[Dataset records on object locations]
§

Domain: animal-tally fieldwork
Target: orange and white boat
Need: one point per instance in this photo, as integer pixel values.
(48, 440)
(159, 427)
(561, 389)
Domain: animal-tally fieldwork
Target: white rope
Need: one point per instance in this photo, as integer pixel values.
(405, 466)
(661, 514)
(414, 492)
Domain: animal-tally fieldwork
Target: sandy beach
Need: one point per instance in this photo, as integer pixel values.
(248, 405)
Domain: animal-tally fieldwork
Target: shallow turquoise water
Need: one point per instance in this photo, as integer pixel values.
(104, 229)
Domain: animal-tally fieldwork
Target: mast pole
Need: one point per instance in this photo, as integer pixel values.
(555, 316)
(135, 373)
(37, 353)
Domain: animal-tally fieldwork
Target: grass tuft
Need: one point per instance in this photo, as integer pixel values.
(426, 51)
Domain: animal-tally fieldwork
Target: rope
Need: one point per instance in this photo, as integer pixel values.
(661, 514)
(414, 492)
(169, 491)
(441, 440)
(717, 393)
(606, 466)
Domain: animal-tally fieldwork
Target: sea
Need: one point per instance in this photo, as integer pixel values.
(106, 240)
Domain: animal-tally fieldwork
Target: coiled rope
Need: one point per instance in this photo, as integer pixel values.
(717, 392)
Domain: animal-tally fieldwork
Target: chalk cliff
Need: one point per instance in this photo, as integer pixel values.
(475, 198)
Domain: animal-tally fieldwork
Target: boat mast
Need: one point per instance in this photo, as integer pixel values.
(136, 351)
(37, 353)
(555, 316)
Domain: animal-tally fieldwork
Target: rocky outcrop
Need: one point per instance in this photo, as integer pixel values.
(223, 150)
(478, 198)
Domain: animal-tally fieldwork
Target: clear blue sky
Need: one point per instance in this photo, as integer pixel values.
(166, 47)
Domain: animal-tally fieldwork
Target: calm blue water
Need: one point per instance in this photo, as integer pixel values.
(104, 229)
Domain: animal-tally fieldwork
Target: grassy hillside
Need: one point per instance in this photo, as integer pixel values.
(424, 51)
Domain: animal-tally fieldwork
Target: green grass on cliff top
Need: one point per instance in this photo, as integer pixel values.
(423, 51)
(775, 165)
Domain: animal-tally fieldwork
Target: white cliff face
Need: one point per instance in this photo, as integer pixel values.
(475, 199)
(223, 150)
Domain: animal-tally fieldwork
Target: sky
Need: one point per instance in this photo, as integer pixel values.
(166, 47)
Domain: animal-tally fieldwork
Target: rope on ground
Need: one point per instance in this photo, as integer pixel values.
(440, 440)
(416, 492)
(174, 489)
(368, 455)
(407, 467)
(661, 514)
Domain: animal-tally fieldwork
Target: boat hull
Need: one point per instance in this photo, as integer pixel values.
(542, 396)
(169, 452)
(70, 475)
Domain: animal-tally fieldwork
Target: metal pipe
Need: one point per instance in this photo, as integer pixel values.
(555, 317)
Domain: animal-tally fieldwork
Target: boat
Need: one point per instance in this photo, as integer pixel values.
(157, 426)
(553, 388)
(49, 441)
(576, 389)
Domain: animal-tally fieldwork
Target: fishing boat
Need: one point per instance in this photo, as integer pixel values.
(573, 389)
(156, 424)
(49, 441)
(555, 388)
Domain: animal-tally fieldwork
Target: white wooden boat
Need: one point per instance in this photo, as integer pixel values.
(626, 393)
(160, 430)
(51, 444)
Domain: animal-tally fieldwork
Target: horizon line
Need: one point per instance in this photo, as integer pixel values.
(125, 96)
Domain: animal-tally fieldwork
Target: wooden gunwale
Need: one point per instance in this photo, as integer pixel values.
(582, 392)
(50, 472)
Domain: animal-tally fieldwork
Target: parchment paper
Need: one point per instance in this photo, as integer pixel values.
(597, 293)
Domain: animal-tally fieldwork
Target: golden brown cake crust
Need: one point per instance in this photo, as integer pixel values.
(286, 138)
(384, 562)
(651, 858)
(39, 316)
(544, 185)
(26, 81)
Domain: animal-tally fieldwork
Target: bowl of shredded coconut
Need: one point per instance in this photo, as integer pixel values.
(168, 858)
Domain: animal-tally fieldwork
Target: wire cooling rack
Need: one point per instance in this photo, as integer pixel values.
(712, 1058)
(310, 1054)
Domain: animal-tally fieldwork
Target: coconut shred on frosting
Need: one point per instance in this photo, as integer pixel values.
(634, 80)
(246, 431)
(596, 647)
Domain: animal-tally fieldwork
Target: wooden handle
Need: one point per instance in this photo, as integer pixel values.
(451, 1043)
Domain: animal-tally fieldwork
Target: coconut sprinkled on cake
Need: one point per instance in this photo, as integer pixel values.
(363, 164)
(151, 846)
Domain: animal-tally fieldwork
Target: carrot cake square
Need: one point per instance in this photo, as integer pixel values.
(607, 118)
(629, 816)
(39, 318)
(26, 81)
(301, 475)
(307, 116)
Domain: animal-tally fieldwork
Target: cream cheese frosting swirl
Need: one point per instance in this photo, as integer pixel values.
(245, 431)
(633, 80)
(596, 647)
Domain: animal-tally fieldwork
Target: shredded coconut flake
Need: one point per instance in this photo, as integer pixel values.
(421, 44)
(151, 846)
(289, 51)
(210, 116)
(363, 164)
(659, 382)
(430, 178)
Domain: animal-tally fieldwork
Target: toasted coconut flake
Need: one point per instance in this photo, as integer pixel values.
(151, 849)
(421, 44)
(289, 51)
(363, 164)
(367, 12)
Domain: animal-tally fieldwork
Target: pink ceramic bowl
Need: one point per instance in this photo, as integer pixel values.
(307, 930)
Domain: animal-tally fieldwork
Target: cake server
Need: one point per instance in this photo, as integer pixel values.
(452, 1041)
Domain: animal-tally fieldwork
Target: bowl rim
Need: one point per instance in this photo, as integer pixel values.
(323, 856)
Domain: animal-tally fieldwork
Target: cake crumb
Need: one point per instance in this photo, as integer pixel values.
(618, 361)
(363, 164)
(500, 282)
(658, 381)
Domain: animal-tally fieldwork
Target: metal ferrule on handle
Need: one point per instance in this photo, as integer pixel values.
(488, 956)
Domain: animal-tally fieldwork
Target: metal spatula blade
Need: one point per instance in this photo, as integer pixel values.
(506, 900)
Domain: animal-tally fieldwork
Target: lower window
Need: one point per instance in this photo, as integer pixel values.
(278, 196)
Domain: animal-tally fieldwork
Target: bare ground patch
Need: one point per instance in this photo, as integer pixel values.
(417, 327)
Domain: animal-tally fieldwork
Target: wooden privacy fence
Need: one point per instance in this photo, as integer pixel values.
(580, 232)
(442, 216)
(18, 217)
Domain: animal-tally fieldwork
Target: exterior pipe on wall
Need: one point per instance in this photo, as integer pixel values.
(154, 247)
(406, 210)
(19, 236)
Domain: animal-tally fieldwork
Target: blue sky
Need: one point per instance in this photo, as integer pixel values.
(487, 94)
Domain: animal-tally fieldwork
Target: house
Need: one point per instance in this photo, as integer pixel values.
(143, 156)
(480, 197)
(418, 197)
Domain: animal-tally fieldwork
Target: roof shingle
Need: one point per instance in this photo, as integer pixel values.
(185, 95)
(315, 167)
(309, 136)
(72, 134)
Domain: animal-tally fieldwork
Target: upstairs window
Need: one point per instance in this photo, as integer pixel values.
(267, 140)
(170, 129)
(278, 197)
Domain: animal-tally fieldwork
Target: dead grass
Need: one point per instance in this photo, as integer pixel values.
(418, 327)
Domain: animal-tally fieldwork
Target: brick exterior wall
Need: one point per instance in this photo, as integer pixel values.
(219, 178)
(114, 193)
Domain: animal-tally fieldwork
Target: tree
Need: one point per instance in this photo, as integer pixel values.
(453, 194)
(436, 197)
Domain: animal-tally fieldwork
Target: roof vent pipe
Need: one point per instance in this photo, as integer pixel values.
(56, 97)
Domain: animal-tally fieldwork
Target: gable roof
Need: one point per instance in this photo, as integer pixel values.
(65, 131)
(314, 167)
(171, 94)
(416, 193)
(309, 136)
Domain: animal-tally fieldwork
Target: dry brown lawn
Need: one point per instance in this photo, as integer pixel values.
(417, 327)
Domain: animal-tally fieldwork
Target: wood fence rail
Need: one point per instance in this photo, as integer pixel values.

§

Challenge: Gather every line in the entries above that contains the string "wooden", and copy each one out. Matching is case-sensitive.

Final result:
Target: white wooden boat
Target: wooden gunwale
Target: wooden handle
Target: wooden privacy fence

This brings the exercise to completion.